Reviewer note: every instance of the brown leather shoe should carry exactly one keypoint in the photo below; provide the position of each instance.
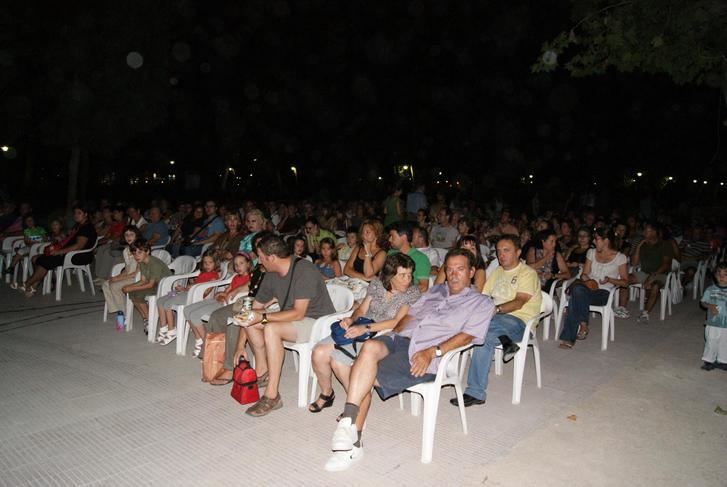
(264, 406)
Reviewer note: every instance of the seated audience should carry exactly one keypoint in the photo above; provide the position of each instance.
(152, 270)
(387, 301)
(327, 263)
(515, 289)
(469, 242)
(607, 267)
(81, 237)
(400, 235)
(112, 287)
(447, 317)
(209, 271)
(547, 261)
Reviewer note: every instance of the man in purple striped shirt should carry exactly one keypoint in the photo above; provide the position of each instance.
(449, 316)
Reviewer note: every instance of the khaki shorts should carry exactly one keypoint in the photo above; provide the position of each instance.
(304, 328)
(642, 276)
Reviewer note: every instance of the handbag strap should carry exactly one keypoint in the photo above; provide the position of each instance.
(290, 283)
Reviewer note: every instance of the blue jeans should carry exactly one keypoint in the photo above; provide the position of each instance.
(501, 324)
(581, 299)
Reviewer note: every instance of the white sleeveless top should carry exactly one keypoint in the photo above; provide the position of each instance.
(608, 269)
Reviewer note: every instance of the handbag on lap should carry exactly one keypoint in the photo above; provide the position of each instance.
(244, 383)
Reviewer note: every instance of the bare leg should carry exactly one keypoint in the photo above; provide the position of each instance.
(653, 295)
(198, 330)
(171, 322)
(257, 341)
(274, 336)
(363, 376)
(322, 366)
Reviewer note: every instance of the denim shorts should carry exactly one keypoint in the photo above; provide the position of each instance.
(394, 374)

####

Reproduce the material above word for word, from the first line to the last, and leave the picture out of your copy.

** FINAL RESULT **
Reviewer note: every instance of the brown leather shoe should carry exactly one keypoint in the photo below; provide the position of each instance.
(264, 406)
Reviewer note: every instance of the seated audience should carry exactly one keypoint in the photo above; provide the position of each instance.
(152, 270)
(387, 301)
(327, 263)
(515, 289)
(469, 242)
(607, 267)
(81, 237)
(400, 235)
(112, 287)
(447, 317)
(209, 271)
(547, 261)
Reviewer note: every instance of the man in purple striped shirt should carry exactly one keypoint in the photo above; provide the position of each instance.
(449, 316)
Reviewer note: every instance of the khaki shorts should carry exactly one keypoint in the photo above; provide the position of each instance.
(304, 328)
(642, 276)
Reviewer note: every instance of the handbag strap should carry exactly one keypoint in the photo above; provide the position of each instance.
(290, 283)
Reviewer note: every instance of the blue jeans should carry exactly one keypoint in the photo above; provide the position of each instance.
(501, 324)
(581, 299)
Reviewer note: every instance of the white sleeveless top should carry exactly one keypoint in the photo above; provide the position of each instance.
(608, 269)
Reviewer note: every instance of the handbag on lap should carry exactly one keypoint in the photo above; provide the position of each instance.
(244, 383)
Reviewer note: every instance of the bare leg should carry exactly one keypoint in the photo above; provide the position of each instance.
(653, 295)
(198, 330)
(171, 322)
(257, 341)
(274, 336)
(363, 376)
(322, 366)
Reviewer note: every instance of the denim shorts should carry exactly one keypoint in the photo above; provide the position of each instance.
(394, 374)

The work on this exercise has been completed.